* INSTRUCTIONS TO FOLLOW
List each line of the data below that contains the word "beam", matching case exactly.

··· ROWS ···

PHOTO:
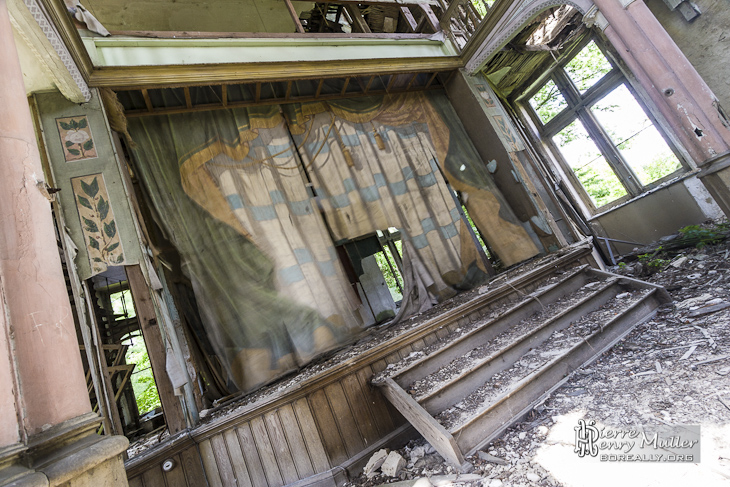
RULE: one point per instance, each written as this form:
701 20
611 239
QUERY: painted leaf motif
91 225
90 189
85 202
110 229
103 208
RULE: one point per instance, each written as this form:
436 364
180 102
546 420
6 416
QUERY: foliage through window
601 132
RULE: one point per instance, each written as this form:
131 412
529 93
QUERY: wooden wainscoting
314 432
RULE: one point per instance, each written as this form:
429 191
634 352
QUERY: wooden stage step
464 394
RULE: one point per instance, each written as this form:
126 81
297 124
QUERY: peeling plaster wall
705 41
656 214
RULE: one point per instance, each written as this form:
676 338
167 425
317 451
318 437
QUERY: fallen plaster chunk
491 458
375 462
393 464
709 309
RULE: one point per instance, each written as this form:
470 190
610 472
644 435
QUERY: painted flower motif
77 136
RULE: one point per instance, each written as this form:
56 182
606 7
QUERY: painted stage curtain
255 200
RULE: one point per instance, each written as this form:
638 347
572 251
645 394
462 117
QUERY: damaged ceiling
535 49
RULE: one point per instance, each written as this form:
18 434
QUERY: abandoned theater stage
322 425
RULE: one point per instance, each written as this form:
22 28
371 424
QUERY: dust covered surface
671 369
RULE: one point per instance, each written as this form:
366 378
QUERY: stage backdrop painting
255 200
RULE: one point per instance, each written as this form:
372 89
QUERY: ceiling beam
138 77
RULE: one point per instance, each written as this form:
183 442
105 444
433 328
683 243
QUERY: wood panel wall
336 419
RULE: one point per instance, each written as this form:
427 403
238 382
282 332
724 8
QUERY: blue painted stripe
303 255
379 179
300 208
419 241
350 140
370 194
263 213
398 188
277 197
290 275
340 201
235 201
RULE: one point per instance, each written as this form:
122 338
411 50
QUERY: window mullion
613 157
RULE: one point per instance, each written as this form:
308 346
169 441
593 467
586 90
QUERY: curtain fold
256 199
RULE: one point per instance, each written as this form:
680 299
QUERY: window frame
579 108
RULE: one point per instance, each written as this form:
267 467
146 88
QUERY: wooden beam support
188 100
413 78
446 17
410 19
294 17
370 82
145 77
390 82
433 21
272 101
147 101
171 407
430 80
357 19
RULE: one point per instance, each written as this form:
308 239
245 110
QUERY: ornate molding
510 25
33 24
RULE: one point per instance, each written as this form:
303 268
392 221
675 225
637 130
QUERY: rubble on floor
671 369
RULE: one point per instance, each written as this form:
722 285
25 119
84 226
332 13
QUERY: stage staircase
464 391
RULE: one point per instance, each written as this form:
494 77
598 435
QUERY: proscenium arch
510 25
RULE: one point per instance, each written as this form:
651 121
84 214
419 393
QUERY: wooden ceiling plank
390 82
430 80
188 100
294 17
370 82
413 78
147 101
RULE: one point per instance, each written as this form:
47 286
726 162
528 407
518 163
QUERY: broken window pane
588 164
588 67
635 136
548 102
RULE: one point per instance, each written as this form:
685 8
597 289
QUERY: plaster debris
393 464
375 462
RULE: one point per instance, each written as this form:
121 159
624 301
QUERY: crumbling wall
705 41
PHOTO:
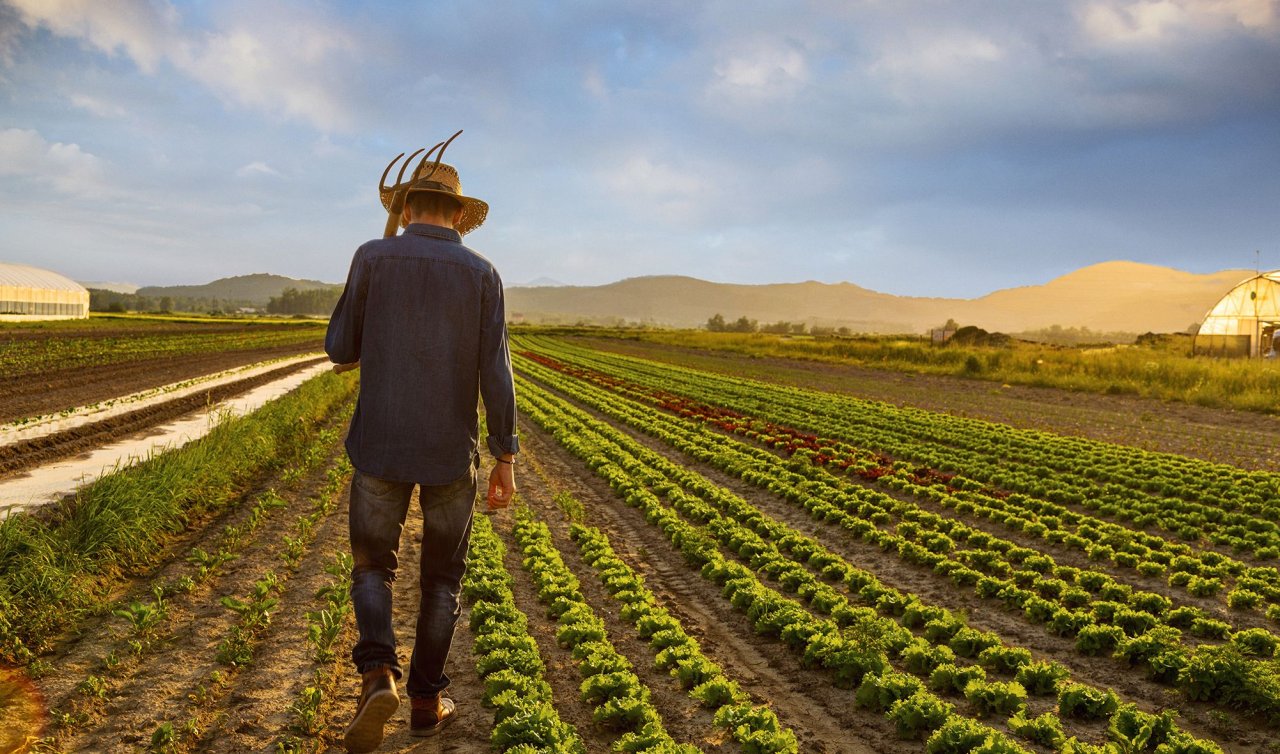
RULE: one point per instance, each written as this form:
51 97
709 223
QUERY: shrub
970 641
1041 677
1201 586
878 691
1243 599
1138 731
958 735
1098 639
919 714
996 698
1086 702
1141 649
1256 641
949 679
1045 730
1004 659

···

* SOLUTION TO THIS EXERCISE
QUERY: ceiling beam
QUERY: wooden beam support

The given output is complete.